GIVEN PASSAGE -

************

A new federal rule for determining disability compensation — which became effective today — states that a rating must be based on how well a veteran functions with medication and not on the underlying impairment itself. (Stars and Stripes)
WASHINGTON — Veterans and their advocates slammed a new rule by the Department of Veterans Affairs for determining disability compensation, predicting it will lower their payments for service-related illnesses and injuries.
The rule, effective immediately, states that a disability level must be based on how well a veteran functions while on medication and not on the underlying impairment itself.
Titled “Evaluative Rating: Impact of Medication,” the interim final rule was published in the Federal Register and affects how the VA rates a veteran’s disability for new claims and when reevaluating disabilities through clinical exams.
“If medication or other treatment lessens the functional impairment a disability causes and thereby improves a veteran’s earning capacity, that is the proper disability level for which the veteran should be compensated,” the VA stated in the notice.
A public comment period opened Tuesday and will run through April 20.
“This action will have no impact on any veteran’s current disability rating,” said Peter Kasperowicz, VA press secretary.
But many veterans and their advocates were already criticizing the rule. Some veterans predicted that the rule will lower disability ratings and subsequent compensation awards.
“This is an erosion of benefits,” said Jason Cameron, a Marine Corps veteran, podcaster and retired veterans benefits service officer from Monterey County, Calif.
The VA will now determine a disability rating based “on how you’re doing on your present medication, not how bad your condition is without it,” the Veterans VA Benefits and Claims Assistance group posted to its 68,000 members on Facebook.

************

DATA EXTRACT -
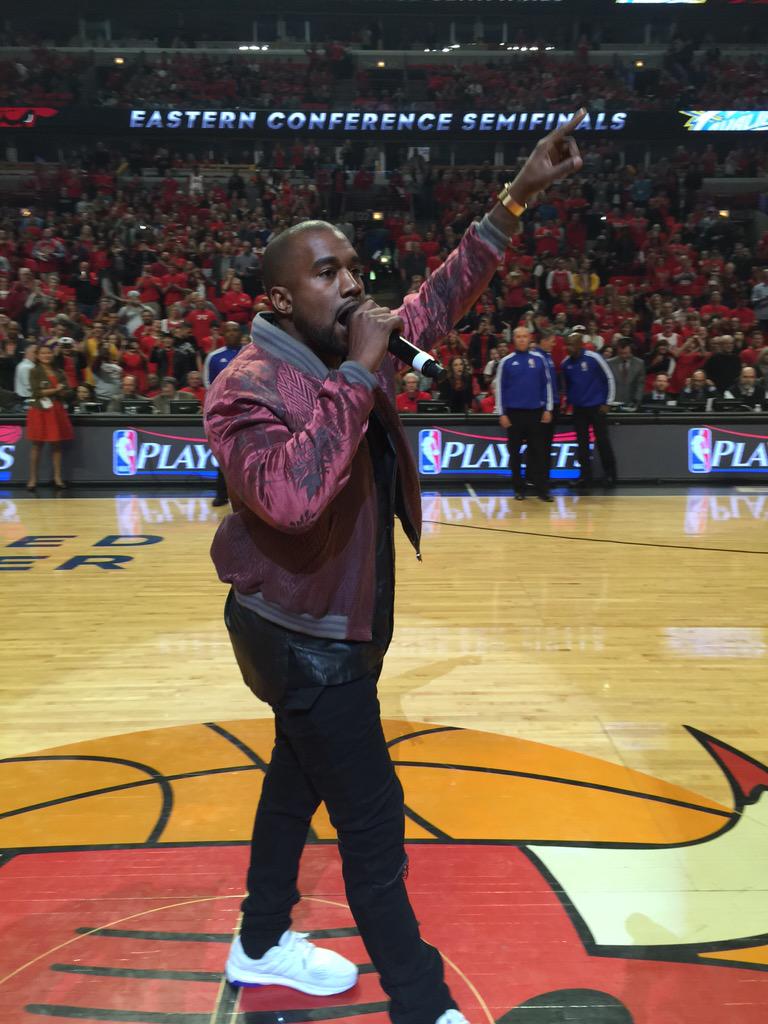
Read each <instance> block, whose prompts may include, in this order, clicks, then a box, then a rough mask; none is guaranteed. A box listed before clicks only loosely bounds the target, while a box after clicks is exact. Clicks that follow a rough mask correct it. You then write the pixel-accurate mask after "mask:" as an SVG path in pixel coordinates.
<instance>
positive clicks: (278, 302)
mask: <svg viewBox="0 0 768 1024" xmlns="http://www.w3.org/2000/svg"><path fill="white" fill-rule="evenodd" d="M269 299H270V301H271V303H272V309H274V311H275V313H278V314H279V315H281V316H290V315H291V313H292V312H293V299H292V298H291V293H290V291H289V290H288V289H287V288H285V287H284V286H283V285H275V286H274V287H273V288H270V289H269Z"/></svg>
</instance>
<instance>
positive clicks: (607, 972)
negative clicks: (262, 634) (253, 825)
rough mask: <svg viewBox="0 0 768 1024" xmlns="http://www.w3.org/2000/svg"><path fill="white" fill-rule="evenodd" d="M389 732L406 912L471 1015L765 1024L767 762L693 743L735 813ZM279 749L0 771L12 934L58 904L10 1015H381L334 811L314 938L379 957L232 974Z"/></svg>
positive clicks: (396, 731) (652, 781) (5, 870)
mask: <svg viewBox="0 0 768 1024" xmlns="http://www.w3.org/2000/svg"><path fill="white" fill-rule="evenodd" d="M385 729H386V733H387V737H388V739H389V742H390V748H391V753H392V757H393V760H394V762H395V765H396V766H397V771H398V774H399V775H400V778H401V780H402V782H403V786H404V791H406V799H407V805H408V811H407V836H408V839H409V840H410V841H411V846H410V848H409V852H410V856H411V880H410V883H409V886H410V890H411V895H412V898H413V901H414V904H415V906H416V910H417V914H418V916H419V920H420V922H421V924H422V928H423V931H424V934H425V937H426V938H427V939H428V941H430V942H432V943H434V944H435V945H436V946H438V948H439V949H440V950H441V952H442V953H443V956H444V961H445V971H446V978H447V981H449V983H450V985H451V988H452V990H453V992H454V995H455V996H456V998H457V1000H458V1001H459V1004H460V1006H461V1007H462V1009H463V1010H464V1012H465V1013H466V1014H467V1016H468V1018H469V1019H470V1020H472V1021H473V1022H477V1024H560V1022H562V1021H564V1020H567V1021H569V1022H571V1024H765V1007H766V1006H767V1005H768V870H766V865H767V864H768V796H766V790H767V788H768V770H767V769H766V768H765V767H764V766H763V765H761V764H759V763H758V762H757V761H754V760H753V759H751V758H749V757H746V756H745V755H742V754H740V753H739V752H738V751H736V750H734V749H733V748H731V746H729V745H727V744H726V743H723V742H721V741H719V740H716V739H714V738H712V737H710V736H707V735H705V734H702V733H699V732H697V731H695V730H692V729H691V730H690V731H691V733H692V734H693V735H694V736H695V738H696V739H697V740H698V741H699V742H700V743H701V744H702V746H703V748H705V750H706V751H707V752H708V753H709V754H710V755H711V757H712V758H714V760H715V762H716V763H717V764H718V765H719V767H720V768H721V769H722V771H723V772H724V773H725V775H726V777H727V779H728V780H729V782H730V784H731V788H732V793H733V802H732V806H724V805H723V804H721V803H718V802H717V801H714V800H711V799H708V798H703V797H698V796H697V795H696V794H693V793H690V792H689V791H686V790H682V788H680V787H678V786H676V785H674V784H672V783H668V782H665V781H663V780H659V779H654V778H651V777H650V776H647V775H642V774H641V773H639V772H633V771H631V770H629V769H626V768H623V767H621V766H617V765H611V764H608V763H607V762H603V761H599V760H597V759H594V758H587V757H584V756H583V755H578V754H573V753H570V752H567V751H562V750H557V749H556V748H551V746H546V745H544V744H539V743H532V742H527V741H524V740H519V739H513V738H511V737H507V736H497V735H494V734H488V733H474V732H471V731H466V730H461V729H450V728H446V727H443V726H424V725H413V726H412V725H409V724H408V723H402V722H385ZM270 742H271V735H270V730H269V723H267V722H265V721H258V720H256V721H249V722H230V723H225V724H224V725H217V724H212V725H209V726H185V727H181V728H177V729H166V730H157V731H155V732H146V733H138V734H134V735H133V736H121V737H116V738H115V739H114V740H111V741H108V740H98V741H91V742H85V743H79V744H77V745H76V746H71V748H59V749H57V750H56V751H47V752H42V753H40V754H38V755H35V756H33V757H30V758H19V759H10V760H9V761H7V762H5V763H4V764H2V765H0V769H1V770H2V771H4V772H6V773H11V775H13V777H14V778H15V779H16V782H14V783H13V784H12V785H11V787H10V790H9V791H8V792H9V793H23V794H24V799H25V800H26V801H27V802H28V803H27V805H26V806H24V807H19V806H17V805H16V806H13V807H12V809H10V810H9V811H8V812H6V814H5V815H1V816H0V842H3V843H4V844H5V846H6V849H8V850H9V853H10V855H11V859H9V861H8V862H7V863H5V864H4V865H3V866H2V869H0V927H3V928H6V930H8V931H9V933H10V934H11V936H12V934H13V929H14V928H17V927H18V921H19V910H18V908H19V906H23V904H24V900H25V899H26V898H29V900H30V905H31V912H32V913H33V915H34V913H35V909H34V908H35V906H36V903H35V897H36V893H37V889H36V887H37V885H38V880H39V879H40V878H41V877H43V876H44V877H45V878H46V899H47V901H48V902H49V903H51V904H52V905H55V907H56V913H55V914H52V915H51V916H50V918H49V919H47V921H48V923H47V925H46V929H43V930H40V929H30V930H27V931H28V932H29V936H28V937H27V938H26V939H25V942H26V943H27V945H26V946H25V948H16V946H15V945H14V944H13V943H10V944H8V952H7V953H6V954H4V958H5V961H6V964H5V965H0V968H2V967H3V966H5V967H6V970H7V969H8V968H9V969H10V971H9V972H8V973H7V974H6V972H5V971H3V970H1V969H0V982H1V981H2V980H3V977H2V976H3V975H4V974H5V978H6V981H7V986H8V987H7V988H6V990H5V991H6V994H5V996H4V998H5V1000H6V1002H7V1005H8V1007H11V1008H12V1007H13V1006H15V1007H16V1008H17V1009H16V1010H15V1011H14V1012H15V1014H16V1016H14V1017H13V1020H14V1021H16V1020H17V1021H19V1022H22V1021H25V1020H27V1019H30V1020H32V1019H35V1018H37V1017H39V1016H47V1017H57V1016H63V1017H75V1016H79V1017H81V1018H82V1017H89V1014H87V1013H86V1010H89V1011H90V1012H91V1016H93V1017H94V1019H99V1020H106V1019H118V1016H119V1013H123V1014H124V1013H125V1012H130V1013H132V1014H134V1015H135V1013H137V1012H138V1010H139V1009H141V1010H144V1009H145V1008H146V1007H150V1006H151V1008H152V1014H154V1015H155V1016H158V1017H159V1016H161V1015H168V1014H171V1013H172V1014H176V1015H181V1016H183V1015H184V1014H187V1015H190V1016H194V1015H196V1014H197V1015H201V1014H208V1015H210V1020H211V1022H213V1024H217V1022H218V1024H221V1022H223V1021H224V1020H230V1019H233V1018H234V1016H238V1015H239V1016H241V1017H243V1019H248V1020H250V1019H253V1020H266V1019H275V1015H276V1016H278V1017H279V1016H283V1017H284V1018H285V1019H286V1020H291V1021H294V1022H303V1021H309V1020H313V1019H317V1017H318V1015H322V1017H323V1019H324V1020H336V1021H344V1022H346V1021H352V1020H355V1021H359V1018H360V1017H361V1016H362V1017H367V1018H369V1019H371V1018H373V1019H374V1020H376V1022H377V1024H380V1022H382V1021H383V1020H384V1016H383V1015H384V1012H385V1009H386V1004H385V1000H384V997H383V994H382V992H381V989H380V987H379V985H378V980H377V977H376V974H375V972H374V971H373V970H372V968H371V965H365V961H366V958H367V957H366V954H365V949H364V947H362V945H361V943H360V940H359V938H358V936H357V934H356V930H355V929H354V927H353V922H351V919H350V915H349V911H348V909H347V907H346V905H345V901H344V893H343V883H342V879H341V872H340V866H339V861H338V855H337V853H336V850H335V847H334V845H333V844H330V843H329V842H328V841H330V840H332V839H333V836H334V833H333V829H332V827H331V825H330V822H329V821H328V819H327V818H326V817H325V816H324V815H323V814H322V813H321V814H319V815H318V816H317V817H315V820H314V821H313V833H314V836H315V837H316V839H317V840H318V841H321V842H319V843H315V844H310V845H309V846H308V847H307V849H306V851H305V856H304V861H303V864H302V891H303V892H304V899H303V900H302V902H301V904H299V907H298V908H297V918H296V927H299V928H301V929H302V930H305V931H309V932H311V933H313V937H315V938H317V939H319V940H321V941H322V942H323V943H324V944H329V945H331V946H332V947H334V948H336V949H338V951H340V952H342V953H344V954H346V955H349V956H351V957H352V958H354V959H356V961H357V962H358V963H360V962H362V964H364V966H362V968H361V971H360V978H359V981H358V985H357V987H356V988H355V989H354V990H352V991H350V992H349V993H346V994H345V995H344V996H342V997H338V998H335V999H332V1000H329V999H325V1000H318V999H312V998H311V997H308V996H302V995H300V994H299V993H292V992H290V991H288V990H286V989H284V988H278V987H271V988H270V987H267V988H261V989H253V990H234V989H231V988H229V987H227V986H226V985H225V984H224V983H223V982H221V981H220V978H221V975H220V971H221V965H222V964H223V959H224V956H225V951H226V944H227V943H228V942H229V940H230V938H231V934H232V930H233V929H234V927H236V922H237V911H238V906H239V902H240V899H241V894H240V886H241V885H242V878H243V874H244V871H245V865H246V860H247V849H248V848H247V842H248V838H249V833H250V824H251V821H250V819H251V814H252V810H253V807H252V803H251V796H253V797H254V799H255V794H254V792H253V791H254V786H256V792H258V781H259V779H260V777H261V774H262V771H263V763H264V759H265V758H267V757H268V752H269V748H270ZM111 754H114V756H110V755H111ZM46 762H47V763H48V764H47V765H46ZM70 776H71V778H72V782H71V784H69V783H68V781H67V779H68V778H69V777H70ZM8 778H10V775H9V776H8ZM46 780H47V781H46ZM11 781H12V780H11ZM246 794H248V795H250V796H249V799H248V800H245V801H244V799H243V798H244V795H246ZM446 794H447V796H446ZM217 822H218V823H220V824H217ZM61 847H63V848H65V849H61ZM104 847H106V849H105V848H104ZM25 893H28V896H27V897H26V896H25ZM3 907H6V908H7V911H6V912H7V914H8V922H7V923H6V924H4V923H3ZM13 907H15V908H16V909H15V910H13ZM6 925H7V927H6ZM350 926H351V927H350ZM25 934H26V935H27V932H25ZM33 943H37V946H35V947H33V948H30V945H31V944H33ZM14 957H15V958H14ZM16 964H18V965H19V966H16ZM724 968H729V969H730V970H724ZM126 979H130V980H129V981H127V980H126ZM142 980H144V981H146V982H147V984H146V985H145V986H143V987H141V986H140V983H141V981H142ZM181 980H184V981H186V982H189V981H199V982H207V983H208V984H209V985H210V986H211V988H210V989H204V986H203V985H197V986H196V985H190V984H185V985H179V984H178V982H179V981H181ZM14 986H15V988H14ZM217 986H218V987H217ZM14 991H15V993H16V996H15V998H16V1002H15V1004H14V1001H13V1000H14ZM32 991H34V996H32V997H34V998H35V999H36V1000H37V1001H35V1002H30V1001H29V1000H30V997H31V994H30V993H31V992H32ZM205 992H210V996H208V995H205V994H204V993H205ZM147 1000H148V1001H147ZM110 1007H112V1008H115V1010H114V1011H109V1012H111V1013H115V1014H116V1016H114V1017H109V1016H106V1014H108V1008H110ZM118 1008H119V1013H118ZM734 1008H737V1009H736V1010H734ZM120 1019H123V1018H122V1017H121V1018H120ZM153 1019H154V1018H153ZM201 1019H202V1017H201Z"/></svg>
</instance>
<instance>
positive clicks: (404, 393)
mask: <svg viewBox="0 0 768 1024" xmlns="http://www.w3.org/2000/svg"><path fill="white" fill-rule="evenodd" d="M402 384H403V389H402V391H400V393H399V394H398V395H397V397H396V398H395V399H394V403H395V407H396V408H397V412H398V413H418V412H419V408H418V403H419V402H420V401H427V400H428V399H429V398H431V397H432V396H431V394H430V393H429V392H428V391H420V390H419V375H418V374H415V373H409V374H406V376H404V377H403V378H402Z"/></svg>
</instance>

************

WHAT YOU HAVE TO DO - In the article about the VA disability rating rule, when does the public comment period close?

SOLUTION TO THE PROBLEM - April 20.